== Source ==
-.-.-
Unlike heat, however, you'll find no viable scientific definition for the terms "Orthodox" or "Fairy."
These terms are really only useful for the purpose of creating a synthetic favored status (generally for the purpose of awards/titles).
The question here is not: which one of these (or both) deserve the blessing of "Orthodox" recognition.
The first question we must answer is: how do we formally provide for both interpretations?
After we produce a viable formal mechanism to describe both interpretations, we might gain the understanding necessary to adequately define Orthodox/Fairy (in a logical way, based upon fundamental stipulation components -- rather than in an element by element, thumbs-up/thumbs-down, fashion).
| | | (26) Posted by Kevin Begley [Wednesday, May 9, 2012 08:33]; edited by Kevin Begley [12-05-09] |
Richard Schurig
Schachzeitung, 1851
 (= 7+5 )
s#3 (7+5) C+ (according to Win Chloe db)
1.Bd5+! Ke5 2.Bg8+ Ke4 3.Rh3 ...Qg7#,Qxg8# (not listed as a dual)
There is no universal convention here.
And, even if you want to bless one interpretation as Orthodox, you have to provide some formal mechanism which describes the alternative.
The simplest way to do this -- which would provide coverage for a number of s# derivatives (hs#n), which would provide a formal dual-suppression mechanism for like-minded inventions (CapZug), and which would provide formal coverage for a number of fringe stipulations (such as Michel's h4#2) -- would be to alter the taxonomy of our formal stipulation, in such a manner that the ultimate objective may be explicitly stated as something other than the primary goal.
-.-.-
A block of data
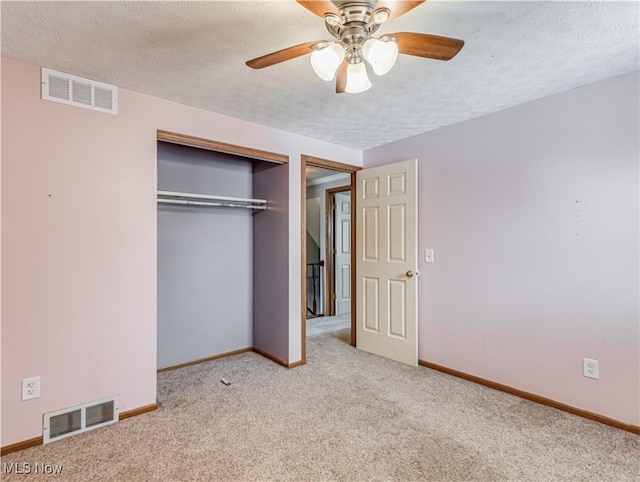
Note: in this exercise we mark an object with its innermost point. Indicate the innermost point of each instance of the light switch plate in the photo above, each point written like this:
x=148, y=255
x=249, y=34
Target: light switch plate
x=429, y=256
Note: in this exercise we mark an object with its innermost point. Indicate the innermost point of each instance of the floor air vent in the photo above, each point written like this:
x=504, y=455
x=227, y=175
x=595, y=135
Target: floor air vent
x=72, y=90
x=81, y=418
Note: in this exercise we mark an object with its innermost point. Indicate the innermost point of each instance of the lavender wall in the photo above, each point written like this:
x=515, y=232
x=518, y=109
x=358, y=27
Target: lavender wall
x=205, y=255
x=271, y=292
x=533, y=215
x=79, y=242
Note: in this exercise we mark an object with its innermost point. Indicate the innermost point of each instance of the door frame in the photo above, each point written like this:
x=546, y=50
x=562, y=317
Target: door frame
x=305, y=161
x=329, y=244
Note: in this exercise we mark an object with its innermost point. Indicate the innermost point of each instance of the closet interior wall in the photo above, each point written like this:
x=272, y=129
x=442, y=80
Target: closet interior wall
x=208, y=274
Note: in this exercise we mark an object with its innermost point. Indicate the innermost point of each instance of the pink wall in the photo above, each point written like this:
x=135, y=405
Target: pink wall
x=79, y=242
x=533, y=215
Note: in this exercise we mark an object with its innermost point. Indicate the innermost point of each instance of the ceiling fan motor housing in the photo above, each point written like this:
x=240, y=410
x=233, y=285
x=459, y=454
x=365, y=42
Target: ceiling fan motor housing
x=355, y=27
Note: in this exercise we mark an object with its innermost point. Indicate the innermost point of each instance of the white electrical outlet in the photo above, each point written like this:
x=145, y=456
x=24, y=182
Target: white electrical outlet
x=591, y=368
x=429, y=256
x=30, y=388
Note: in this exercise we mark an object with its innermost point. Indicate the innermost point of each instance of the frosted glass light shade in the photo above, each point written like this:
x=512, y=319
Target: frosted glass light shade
x=381, y=54
x=357, y=79
x=325, y=61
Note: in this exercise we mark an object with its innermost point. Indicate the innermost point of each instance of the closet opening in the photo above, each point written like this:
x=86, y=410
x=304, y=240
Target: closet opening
x=223, y=255
x=328, y=248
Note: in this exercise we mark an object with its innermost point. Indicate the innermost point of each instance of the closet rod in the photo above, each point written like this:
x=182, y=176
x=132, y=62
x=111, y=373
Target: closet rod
x=210, y=203
x=171, y=197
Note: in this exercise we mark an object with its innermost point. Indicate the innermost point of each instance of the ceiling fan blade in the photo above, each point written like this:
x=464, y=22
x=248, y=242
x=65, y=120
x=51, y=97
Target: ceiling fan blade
x=319, y=7
x=281, y=55
x=341, y=78
x=398, y=7
x=428, y=46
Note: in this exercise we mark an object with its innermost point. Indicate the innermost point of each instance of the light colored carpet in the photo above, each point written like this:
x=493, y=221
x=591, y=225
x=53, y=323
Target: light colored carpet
x=346, y=415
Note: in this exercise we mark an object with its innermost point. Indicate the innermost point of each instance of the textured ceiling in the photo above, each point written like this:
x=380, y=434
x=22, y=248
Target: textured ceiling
x=194, y=53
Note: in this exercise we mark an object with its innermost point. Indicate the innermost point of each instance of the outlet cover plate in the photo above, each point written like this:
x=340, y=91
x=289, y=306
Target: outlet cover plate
x=591, y=368
x=30, y=388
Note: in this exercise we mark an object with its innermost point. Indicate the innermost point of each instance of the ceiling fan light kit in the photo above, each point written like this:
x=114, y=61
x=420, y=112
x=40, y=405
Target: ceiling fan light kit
x=352, y=24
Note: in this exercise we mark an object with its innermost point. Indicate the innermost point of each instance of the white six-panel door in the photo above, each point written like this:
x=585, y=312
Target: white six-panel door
x=342, y=262
x=387, y=261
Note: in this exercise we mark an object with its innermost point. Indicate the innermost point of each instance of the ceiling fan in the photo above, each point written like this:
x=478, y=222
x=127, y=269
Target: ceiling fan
x=352, y=24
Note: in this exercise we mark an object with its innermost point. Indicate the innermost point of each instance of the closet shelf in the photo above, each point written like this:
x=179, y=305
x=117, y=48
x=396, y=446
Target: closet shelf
x=189, y=199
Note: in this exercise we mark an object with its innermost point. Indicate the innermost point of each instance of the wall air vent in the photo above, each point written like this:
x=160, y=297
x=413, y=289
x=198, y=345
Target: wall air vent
x=73, y=90
x=81, y=418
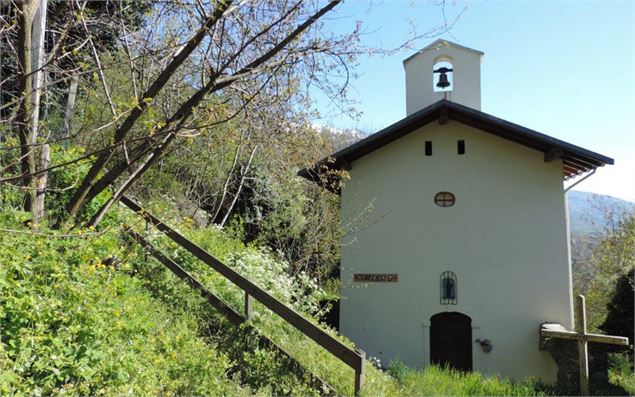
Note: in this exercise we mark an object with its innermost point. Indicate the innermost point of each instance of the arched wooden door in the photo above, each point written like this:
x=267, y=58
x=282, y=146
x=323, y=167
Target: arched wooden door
x=451, y=340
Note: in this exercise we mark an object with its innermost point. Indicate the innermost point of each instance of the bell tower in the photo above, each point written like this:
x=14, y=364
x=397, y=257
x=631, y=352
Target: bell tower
x=443, y=70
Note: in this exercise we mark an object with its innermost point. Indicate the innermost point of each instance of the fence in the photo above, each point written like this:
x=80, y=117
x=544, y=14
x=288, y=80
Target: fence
x=353, y=358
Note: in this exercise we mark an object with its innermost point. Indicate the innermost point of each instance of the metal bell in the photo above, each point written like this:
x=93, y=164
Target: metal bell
x=443, y=77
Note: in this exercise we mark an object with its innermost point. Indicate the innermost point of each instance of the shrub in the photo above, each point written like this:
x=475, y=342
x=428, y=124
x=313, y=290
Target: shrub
x=72, y=324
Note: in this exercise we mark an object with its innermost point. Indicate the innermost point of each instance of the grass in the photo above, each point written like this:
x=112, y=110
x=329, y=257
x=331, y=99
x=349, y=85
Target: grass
x=399, y=381
x=72, y=325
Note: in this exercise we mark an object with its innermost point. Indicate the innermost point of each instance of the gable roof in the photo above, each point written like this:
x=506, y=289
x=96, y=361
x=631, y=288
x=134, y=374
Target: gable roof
x=575, y=160
x=441, y=43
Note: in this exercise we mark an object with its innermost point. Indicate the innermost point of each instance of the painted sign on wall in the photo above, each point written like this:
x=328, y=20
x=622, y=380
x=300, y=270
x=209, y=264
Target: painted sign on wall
x=377, y=277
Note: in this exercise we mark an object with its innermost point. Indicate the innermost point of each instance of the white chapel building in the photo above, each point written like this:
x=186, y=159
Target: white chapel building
x=457, y=243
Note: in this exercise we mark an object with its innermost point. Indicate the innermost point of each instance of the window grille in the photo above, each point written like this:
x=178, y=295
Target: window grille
x=448, y=288
x=444, y=199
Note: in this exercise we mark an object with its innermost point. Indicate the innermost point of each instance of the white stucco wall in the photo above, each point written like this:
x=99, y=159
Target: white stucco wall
x=505, y=238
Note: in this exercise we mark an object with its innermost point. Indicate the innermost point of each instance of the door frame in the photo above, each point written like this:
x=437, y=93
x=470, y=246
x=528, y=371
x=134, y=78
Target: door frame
x=426, y=332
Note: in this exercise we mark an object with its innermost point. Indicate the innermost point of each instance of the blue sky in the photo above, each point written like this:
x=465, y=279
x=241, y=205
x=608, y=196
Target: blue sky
x=562, y=68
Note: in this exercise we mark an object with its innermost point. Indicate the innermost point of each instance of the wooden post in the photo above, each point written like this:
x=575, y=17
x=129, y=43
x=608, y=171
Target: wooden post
x=249, y=305
x=360, y=373
x=582, y=347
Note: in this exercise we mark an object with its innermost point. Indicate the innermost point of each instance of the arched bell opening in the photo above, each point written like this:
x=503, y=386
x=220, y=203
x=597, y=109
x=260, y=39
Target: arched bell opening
x=443, y=74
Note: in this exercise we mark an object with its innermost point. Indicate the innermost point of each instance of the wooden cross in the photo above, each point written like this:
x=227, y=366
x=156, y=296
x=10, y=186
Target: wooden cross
x=580, y=334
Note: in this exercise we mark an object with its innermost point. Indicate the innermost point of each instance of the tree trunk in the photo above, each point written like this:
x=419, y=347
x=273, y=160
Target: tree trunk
x=25, y=109
x=70, y=104
x=40, y=186
x=39, y=182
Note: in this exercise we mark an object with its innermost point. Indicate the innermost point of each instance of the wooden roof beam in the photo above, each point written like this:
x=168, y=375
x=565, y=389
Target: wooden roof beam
x=554, y=154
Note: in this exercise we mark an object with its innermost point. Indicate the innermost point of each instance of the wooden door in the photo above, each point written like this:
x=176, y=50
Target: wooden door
x=451, y=340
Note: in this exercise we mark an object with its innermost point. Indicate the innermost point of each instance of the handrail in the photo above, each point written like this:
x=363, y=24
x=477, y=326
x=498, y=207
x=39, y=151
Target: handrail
x=230, y=313
x=352, y=358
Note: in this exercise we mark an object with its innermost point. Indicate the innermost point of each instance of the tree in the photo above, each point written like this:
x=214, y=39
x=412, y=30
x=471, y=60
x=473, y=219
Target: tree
x=619, y=319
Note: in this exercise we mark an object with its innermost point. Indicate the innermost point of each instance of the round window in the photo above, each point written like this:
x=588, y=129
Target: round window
x=444, y=199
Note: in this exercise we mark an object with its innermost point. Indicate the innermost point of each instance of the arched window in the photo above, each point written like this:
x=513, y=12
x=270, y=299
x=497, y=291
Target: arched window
x=448, y=288
x=442, y=74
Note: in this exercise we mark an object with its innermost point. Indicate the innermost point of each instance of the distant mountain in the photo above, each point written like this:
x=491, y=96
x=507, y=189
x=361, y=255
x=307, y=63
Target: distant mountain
x=590, y=214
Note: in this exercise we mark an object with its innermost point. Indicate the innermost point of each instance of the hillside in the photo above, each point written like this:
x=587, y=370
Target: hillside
x=590, y=213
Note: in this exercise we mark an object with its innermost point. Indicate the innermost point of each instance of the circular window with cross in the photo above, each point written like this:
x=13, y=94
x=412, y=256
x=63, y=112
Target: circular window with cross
x=444, y=199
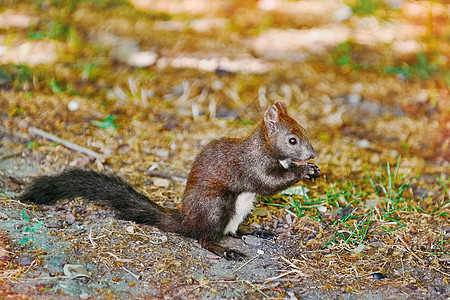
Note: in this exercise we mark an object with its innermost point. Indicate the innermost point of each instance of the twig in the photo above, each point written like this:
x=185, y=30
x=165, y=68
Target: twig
x=257, y=289
x=161, y=174
x=94, y=244
x=35, y=131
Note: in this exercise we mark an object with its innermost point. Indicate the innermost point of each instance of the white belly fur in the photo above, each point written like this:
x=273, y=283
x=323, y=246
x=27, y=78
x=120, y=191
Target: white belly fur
x=244, y=206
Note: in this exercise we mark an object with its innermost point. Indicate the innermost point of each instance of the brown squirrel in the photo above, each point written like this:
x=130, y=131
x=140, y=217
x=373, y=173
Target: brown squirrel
x=220, y=190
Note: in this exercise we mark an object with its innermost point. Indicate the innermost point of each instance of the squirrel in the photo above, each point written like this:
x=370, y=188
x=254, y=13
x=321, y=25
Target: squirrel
x=221, y=186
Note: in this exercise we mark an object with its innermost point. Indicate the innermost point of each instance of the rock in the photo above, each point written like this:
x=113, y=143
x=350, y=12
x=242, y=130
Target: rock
x=24, y=260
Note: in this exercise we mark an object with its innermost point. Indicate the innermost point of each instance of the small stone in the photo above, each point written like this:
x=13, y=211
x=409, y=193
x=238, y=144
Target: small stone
x=24, y=260
x=252, y=240
x=378, y=275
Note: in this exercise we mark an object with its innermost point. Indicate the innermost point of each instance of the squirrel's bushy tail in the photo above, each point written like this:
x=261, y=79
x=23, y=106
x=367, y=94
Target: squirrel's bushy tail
x=102, y=188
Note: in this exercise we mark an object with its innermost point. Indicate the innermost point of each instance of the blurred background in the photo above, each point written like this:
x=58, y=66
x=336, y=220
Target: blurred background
x=147, y=83
x=369, y=79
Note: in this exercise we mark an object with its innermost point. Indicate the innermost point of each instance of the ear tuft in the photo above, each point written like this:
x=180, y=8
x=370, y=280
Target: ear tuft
x=281, y=106
x=271, y=120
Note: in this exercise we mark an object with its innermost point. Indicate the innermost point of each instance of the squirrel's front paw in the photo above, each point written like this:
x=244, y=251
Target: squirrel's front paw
x=312, y=171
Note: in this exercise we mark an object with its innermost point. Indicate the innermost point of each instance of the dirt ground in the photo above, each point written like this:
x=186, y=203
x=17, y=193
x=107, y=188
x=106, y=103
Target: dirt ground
x=146, y=84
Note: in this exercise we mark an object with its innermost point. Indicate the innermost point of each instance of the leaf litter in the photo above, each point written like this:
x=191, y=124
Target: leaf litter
x=375, y=225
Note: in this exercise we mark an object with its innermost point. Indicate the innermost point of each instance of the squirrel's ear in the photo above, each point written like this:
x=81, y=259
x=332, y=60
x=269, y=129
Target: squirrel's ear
x=271, y=120
x=281, y=106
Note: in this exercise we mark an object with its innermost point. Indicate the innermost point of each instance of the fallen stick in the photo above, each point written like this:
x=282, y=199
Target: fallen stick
x=34, y=131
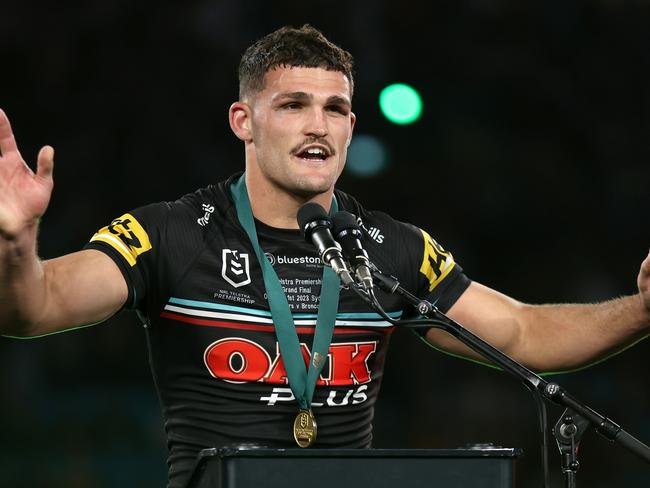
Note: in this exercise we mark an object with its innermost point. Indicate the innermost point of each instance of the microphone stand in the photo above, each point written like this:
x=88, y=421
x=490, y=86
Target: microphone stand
x=576, y=418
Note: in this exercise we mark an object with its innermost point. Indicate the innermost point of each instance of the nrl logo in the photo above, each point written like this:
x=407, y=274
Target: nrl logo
x=235, y=268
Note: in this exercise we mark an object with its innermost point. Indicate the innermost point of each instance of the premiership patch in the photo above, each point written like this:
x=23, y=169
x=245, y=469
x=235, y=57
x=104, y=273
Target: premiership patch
x=126, y=236
x=436, y=263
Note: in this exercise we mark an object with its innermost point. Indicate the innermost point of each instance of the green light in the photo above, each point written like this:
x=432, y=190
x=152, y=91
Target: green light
x=400, y=103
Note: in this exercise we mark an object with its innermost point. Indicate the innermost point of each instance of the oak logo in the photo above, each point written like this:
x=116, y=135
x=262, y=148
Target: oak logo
x=239, y=360
x=126, y=236
x=235, y=267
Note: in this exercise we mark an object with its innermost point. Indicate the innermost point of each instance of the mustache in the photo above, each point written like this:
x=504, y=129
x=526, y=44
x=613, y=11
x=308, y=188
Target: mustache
x=314, y=140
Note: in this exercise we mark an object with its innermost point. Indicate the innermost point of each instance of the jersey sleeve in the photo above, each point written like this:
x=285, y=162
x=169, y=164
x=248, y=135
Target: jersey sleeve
x=440, y=279
x=133, y=241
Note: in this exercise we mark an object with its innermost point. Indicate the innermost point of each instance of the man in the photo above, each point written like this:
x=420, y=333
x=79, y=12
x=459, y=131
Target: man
x=201, y=273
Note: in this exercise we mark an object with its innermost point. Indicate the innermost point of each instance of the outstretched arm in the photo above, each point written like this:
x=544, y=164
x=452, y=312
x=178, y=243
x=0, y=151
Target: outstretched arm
x=550, y=337
x=42, y=297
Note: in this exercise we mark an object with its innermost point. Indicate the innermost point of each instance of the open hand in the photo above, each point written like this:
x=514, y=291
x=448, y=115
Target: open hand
x=644, y=284
x=24, y=196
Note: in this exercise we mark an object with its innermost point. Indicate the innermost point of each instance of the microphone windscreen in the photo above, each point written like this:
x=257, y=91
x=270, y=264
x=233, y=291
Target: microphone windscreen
x=308, y=213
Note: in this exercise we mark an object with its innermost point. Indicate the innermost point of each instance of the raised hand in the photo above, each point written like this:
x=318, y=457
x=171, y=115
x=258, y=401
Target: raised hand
x=644, y=283
x=24, y=196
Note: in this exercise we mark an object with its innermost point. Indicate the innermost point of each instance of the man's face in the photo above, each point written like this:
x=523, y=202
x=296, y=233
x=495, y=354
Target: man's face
x=301, y=126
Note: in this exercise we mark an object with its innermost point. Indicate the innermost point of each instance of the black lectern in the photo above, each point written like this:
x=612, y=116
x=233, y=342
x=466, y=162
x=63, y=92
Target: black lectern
x=485, y=467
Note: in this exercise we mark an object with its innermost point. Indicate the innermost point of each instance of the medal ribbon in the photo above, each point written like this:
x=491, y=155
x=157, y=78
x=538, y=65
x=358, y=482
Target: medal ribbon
x=301, y=381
-.-.-
== Tasks for this exercise ==
(1) Please rewrite the forum post on Orthodox and Fairy terms between "These terms are" and "element, thumbs-up/thumbs-down, fashion).", inclusive, with "interpretations" changed to "readings".
(2) In the forum post on Orthodox and Fairy terms, what does the writer say those terms are really only useful for?
(3) Extend the forum post on Orthodox and Fairy terms beyond its final sentence.

== Task results ==
(1)
These terms are really only useful for the purpose of creating a synthetic favored status (generally for the purpose of awards/titles).
The question here is not: which one of these (or both) deserve the blessing of "Orthodox" recognition.
The first question we must answer is: how do we formally provide for both readings?
After we produce a viable formal mechanism to describe both readings, we might gain the understanding necessary to adequately define Orthodox/Fairy (in a logical way, based upon fundamental stipulation components -- rather than in an element by element, thumbs-up/thumbs-down, fashion).

(2) Creating a synthetic favored status, generally for awards or titles.

(3)
What alternative is there?
Are we going to create a fairy condition which alters the nature of dual interpretation?
I remind you that such a fairy condition would not alter (in any way) the rules of play -- therefore, this would not constitute a valid fairy condition.
We require an alteration in the task laid out by the composer -- therefore, it should be expressed within the stipulation.
My suggestion is to instantiate both the <ultimate objective>, and the (primary goal), in the stipulation (at the very least, do this when it is necessary).
Any s#n problem can be written as: O(s#0.5)n -- where "O" = oppose/direct play, "(s#0.5)" represents the primary goal, and "n" provides the deadline (a limit on the number of white moves).
The difference in the two interpretations of s#n, depend upon which ultimate objective is intended by the composer.
In the above problem, the ultimate objective is the same as the primary goal -- just reach a <s#0.5> position.
This can be written as: O(<s#0.5>)3 -or- O<s#0.5>3 -or even just- <s#0.5>3 (where O=direct play is implied).
This says, upon reaching a position with <s#0.5>, the solver should successfully cease, w/o listing any further moves.
But, in other s#n problems (particularly when black's mating moves are important), the primary goal is intended to be recursively resolved, down to the terminal aim (in this case, mate: <#>).
This can be written as: O(s<#>0.5)3 -or- (s<#>0.5)3 (where O=direct play is implied).
Obviously, in one of these alternatives (I suppose whichever one we consider the more orthodox), the ultimate objective can be implied.
Thus, the "orthodox" implication would either require that we solve recursively unto a terminal aim (#, =, x, 00, ep, etc), or it would require that we solve no further than the primary goal.
It doesn't matter much to me... what matters to me is only that the codex provides a logical, formal, universal mechanism to express an intended task.
And, if somebody has a better idea how to formally stipulate these things (perhaps something more economical / more familiar), I would certainly welcome any suggestions.
For the record (and elaboration), it's worth noting...
r#n is really a s#n + fairy condition ("W/B are obliged to #1, if possible").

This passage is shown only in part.